- _SHORT EXERCISE_: The listing below should be copied in full, word for word.

......

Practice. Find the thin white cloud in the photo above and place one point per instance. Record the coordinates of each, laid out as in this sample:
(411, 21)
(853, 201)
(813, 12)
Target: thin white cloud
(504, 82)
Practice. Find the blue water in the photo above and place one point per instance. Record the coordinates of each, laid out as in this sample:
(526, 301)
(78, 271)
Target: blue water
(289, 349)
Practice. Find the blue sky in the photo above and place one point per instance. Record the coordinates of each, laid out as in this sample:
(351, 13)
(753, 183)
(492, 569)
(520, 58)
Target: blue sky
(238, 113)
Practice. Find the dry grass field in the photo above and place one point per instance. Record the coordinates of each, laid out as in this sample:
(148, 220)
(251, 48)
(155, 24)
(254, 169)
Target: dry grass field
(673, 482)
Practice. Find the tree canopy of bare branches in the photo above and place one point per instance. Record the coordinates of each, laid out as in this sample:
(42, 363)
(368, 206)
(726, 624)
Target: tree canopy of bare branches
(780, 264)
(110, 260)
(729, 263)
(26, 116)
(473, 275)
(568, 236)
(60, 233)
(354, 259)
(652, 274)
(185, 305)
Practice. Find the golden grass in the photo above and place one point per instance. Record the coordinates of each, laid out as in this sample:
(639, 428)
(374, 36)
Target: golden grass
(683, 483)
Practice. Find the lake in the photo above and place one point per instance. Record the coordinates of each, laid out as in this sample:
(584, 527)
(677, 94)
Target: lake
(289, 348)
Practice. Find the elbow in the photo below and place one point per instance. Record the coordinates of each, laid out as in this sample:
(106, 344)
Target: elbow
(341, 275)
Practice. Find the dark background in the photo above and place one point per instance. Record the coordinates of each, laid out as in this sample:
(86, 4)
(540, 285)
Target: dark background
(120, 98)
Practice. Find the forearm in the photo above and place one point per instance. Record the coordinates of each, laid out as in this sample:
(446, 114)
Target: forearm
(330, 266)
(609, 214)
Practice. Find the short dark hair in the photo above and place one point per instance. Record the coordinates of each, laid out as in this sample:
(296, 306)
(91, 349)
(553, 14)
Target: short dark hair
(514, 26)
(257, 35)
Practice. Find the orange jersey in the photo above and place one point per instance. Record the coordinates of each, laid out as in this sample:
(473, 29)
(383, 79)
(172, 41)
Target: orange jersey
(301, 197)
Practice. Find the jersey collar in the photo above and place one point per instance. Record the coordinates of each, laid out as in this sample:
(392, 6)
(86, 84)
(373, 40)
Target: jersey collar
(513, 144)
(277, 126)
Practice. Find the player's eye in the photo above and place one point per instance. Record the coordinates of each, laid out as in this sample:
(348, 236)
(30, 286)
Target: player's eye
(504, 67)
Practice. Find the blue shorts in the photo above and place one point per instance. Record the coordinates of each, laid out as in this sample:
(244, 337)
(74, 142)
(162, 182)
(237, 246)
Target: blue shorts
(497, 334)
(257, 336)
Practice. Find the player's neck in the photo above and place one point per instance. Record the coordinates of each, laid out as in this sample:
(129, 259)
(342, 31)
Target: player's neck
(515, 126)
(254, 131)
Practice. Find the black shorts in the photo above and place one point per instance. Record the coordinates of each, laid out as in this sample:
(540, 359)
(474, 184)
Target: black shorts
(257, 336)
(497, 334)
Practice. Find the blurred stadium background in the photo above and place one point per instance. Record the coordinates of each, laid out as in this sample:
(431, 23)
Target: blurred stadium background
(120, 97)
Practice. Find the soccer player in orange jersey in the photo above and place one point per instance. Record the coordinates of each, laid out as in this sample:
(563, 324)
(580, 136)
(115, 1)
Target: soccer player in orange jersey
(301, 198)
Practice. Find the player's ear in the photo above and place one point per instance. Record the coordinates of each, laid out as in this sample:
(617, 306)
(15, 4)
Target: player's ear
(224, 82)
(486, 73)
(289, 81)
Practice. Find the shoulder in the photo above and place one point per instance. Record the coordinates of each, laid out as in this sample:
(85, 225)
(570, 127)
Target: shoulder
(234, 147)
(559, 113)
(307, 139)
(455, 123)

......

- _THE RESPONSE_:
Practice. Find the thin white cloud in the photo above and place one point per instance. Record the coordinates of each, laid out as in this sample:
(411, 21)
(853, 201)
(813, 12)
Target: thin white cloud
(504, 82)
Practice. Find the blue water in the photo above and place one point per instance. Record the coordinates of each, laid out as in this sample:
(526, 301)
(78, 271)
Target: blue water
(289, 349)
Practice. Find the blue sky in the photo above and place one point per instance. Record the coordinates of each, laid out as in this sample:
(351, 13)
(753, 183)
(492, 569)
(520, 58)
Target: blue sky
(238, 113)
Practice. Find the dry grass field in the photo above and place one point per instance. Record the coordinates of each, laid out as in this sample:
(148, 220)
(251, 48)
(155, 24)
(254, 169)
Target: dry grass field
(673, 482)
Practice. Find the tree canopy of bare branches in the photo above and place one point per instance. Record the coordinates of each, laid out as in this sample:
(42, 363)
(368, 206)
(726, 624)
Target: tree canopy of bare branches
(780, 264)
(110, 260)
(729, 263)
(26, 116)
(473, 275)
(568, 236)
(60, 233)
(354, 259)
(652, 274)
(185, 305)
Practice. Find the golden grass in the photo above and place one point per instance. Record the coordinates of each, laid out as in this sample:
(639, 428)
(374, 36)
Target: golden grass
(683, 483)
Practice. Find the lake in the photo above and place one point per instance. Record the coordinates of each, laid out as in this sample:
(584, 527)
(677, 94)
Target: lake
(289, 348)
Practice. Find the elbow in the photo below and place one point per instance. Record the coordinates of each, laid out as in this sample:
(106, 344)
Target: elbow
(341, 275)
Practice. Find the dark background in the photo above and place one point per instance. Record the coordinates of each, laid out as in this sample:
(86, 4)
(540, 285)
Target: dark background
(120, 98)
Practice. Find the forearm in the photo above and place one point per instance. Record the coordinates of each, laid out as in this sample:
(446, 114)
Target: forearm
(330, 266)
(609, 214)
Practice. Find the short dark hair in the photo above and place one point per instance. Record the coordinates of each, laid out as in this sample:
(296, 306)
(91, 349)
(553, 14)
Target: short dark hair
(514, 26)
(257, 35)
Practice. Find the orange jersey in the photo above and place one point per instance. Record the coordinates of each, laid out as in this sample:
(473, 29)
(383, 79)
(172, 41)
Target: orange jersey
(301, 197)
Practice. Find the jersey collar in the photo above and place one point per instance. Record the coordinates of each, laid out as in this sample:
(392, 6)
(86, 84)
(373, 40)
Target: jersey collar
(513, 144)
(277, 126)
Practice. Find the player's eye in the photo above and place one point per instance. Record the coordinates of each, laid out as in this sample:
(348, 236)
(30, 286)
Target: player's eye
(504, 67)
Practice. Find the blue shorts in the photo above and place one point per instance. Record the coordinates of each, laid out as in this sample:
(244, 337)
(74, 142)
(162, 182)
(237, 246)
Target: blue shorts
(497, 334)
(257, 336)
Practice. Find the player's neck in the photo above and place one point per instance. Record the coordinates of each, laid out as in this sample:
(129, 259)
(342, 31)
Target: player's neck
(515, 126)
(254, 131)
Practice. Find the black shorts in the photo above and place one point per instance. Record the coordinates of each, laid out as in this sample:
(540, 359)
(474, 184)
Target: black shorts
(257, 336)
(497, 334)
Practice. Find the blurred stadium background in the photo above and place one point per instance. Record the coordinates of each, laid out as in this sample:
(431, 23)
Target: blurred stadium background
(120, 97)
Practice. Find the soccer player in orange jersey in the photo above and place one point per instance. Record the coordinates of each, laid out as in this sample:
(563, 324)
(580, 136)
(115, 1)
Target: soccer player in orange jersey
(301, 198)
Practice. Find the player's ear in the photo above and place one point per instance. Record the coordinates of each, laid out as in this sample:
(617, 306)
(15, 4)
Target: player's ear
(224, 82)
(486, 73)
(289, 81)
Practice. Find the shoulder in the photo above and place one point per instance. Record the coordinates of each, laid out as in this sample:
(85, 225)
(570, 127)
Target: shoulder
(234, 147)
(559, 113)
(307, 139)
(455, 123)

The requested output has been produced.